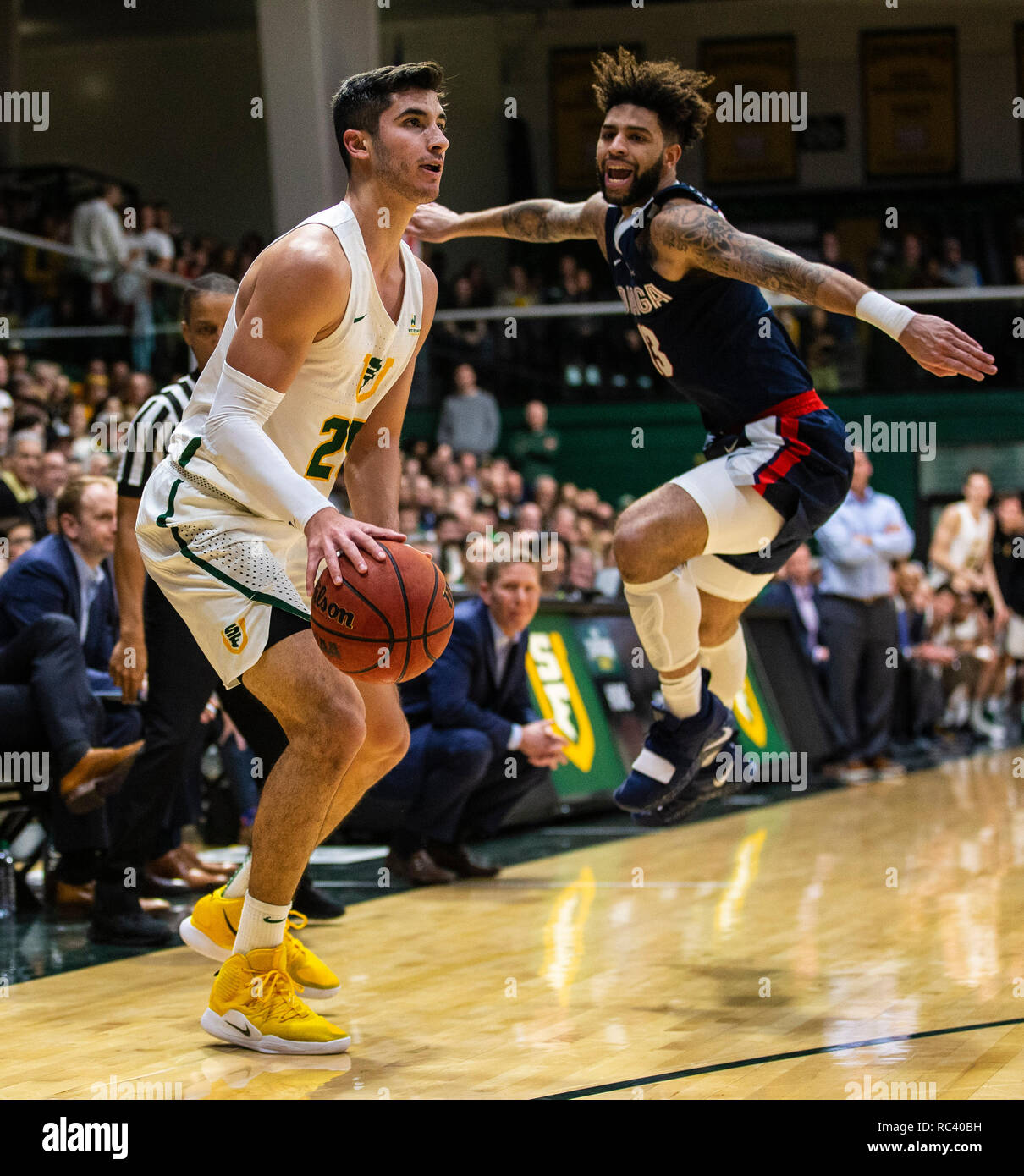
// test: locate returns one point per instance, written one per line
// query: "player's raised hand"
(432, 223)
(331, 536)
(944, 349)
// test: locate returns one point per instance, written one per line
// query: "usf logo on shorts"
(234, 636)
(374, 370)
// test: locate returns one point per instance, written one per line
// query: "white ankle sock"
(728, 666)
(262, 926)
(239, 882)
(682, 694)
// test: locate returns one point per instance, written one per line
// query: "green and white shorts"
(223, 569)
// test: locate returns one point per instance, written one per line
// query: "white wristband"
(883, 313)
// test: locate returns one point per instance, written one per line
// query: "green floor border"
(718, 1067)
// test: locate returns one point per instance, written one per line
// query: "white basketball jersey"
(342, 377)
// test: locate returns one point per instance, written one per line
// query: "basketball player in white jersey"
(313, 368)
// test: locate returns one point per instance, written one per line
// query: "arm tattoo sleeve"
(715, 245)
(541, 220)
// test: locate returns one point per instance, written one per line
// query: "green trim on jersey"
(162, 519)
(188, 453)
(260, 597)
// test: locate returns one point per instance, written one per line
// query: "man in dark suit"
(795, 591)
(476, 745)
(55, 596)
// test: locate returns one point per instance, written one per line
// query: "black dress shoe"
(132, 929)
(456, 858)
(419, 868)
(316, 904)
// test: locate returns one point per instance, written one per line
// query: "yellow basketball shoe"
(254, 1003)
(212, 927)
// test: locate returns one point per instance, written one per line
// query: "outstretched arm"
_____
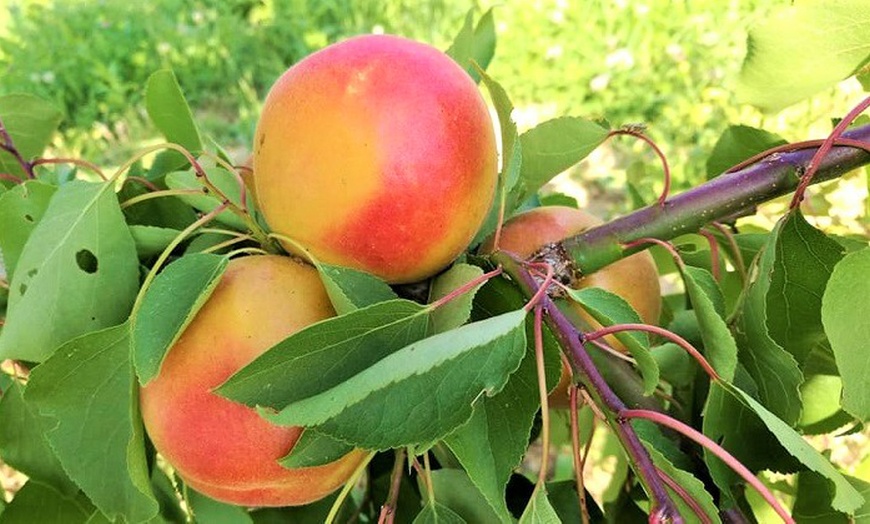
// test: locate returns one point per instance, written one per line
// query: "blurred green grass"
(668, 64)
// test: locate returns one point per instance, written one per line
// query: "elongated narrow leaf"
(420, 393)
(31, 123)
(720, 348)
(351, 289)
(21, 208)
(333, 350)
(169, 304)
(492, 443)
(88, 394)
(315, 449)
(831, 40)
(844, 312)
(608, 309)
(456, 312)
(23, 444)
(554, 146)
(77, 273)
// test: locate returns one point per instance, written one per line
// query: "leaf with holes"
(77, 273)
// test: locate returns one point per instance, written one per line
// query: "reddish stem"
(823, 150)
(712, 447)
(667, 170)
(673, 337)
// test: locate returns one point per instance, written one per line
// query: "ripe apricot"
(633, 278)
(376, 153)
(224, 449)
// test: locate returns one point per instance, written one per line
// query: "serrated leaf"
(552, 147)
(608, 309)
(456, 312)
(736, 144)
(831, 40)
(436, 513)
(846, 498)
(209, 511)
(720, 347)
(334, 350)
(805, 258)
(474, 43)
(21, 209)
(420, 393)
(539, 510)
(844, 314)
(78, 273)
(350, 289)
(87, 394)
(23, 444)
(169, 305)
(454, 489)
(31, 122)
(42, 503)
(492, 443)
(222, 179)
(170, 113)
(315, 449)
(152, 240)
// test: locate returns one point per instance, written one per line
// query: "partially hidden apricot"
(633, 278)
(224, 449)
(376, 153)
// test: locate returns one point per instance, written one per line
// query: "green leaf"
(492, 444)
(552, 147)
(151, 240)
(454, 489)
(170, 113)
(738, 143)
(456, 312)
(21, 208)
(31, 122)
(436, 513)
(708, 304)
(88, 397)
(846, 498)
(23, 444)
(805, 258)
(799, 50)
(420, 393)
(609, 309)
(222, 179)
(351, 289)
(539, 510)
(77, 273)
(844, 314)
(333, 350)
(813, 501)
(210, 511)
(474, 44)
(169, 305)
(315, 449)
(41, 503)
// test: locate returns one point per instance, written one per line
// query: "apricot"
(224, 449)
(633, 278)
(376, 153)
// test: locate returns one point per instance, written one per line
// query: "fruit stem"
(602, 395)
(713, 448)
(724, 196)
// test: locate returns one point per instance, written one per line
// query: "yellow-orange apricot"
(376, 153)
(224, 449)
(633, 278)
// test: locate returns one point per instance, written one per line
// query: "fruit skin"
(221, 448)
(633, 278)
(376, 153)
_____
_PROBLEM DETAILS:_ Copy out each of the lines above that contains the word "green". Case matters, so a line only counts if its capitalization matches.

_RESULT OF THIS EXERCISE:_
// query: "green and white shorts"
// query: "green floor border"
// query: "green trim on jersey"
// query: "blurred green grass"
// query: "green leaf"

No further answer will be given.